▶
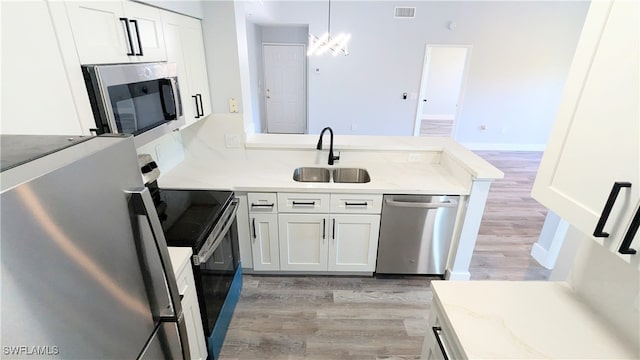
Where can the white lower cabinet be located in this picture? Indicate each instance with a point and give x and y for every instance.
(354, 242)
(303, 242)
(181, 263)
(590, 172)
(193, 322)
(264, 241)
(302, 232)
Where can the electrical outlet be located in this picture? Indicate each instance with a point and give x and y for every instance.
(233, 105)
(232, 141)
(413, 157)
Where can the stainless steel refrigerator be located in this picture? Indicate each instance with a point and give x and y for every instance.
(84, 264)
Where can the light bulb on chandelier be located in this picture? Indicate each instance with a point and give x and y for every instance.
(336, 44)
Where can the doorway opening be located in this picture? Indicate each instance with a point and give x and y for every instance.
(285, 88)
(441, 89)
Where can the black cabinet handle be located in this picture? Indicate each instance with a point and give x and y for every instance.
(436, 333)
(613, 195)
(261, 205)
(253, 221)
(631, 233)
(307, 203)
(324, 229)
(364, 203)
(126, 26)
(333, 231)
(197, 112)
(201, 107)
(135, 24)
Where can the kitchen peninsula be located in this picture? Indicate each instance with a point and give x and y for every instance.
(214, 159)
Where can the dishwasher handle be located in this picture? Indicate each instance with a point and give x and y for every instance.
(435, 205)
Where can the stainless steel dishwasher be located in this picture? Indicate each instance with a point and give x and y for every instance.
(415, 233)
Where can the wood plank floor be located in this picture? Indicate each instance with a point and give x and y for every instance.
(332, 317)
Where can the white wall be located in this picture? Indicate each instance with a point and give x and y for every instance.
(256, 36)
(285, 34)
(254, 45)
(446, 67)
(221, 50)
(521, 55)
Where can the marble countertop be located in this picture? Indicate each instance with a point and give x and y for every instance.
(266, 163)
(477, 167)
(526, 320)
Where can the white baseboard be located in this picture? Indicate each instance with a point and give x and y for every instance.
(449, 117)
(541, 255)
(504, 146)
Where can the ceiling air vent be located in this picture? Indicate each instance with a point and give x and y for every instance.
(405, 12)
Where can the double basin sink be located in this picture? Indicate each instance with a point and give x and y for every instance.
(339, 175)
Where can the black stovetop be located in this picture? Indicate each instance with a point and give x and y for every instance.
(191, 215)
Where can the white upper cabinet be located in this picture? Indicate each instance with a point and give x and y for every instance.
(146, 24)
(596, 139)
(185, 46)
(116, 32)
(36, 97)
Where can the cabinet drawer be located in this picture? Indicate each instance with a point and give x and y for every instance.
(356, 203)
(303, 203)
(262, 202)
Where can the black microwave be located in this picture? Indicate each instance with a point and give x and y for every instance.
(140, 99)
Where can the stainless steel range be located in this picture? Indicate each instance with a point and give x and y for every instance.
(204, 220)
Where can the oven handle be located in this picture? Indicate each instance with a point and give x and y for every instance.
(215, 239)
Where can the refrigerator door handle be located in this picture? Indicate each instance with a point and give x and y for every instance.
(156, 247)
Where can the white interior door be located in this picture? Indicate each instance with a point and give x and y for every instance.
(441, 89)
(285, 88)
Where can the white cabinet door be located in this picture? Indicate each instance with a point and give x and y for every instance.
(146, 31)
(264, 240)
(303, 241)
(193, 322)
(196, 64)
(116, 32)
(36, 97)
(354, 242)
(185, 46)
(171, 24)
(596, 138)
(99, 34)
◀
## OBJECTIVE
Can you copy out every entry above word for word, leaving out the pictures?

## TASK ANSWER
Where can the white lower cabinet be located in this picture? Indicate each instance with a point and give x and y for every instance.
(354, 242)
(303, 242)
(181, 263)
(590, 172)
(193, 322)
(264, 241)
(302, 232)
Where can the electrical outlet be located in this picture? Indicate each instance with a point and give x and y for every instance.
(233, 105)
(232, 141)
(413, 157)
Where can the stainless steel refrigerator be located in this picture? Indicate each instance with a point and give x and y for every instance.
(84, 264)
Where can the light bulb on chandelier be located in this picture? Indicate each instance with a point and give x and y for every instance.
(336, 44)
Where can the doorway opening be located in this picture? Indicate each instance with a point and give x and y for every instance.
(285, 88)
(441, 89)
Where can the black cabinet handle be located in this picture? Indicate each instance with a point and give x and y for every instance.
(436, 333)
(613, 195)
(261, 205)
(253, 221)
(631, 233)
(307, 203)
(324, 229)
(364, 203)
(126, 26)
(333, 231)
(197, 112)
(201, 107)
(135, 24)
Where can the kitchen peninsula be located in this picture? Indicate each instance with a point and give x and y for every instance.
(214, 159)
Where can the dishwasher handle be located in this picture? Indicate each instance with a point and give x and y for every instance.
(435, 205)
Where can the stainless steel dishwasher be located in this picture? Indicate each instance with a point and give x and y for every instance.
(415, 233)
Where can the wood plank floor be located in this picture? Indicate each instance with a point and give x and y for every instance.
(332, 317)
Where can the white wall be located in this picture? Indicate each instance with a point and give x and y for every instance.
(256, 36)
(285, 34)
(254, 45)
(446, 67)
(221, 50)
(521, 55)
Where can the marble countertop be located in this picture? Indicate each instance with a point and give x and y for every instance.
(266, 163)
(477, 167)
(526, 320)
Where can the white baseboard be located in this picture? Indicate each instance with a point and give x and y for every instance.
(449, 117)
(541, 255)
(504, 146)
Where can the ceiling air vent be located in this picture? Indicate each instance with a point and give x and y for every instance.
(405, 12)
Where can the double basin sink be located in this picture? Indicate each instance with a point and give x and y for every instance.
(339, 175)
Where can the black stovetop be located in this picture? Indicate each instance with a point and give x and y for every instance.
(191, 215)
Where can the white upper cabinet be located in this picture? Indicate each instance with a point and give x and y for every instance.
(146, 24)
(596, 139)
(185, 46)
(116, 32)
(36, 97)
Where can the cabinet drawer be located in this picture? Indicate each instance with a point and give x and y for every instance.
(356, 203)
(303, 203)
(262, 202)
Where can the black microwave be located in this picture? Indicate each instance with a point and give x and y for every instance.
(140, 99)
Where can the stainless steel range be located in this picture? Indicate each instance with a point and give x and y for every instance.
(204, 220)
Where can the oven handle be located in this picture? Indicate each instance with a point and give x and y for every instance.
(215, 239)
Where can the refrigerator door handle be located in this picture? Indicate each instance with a point and give x and y for every instance.
(156, 247)
Where can the white interior door be located in this picture? Indicate each instance with a point and give x and y for every instance.
(441, 89)
(285, 88)
Where can the white cabinet door be located in this picture? Indicate each instance with a point and give x and y for every instance.
(146, 31)
(264, 240)
(303, 241)
(193, 322)
(196, 64)
(116, 32)
(36, 97)
(354, 242)
(185, 46)
(171, 24)
(596, 138)
(99, 34)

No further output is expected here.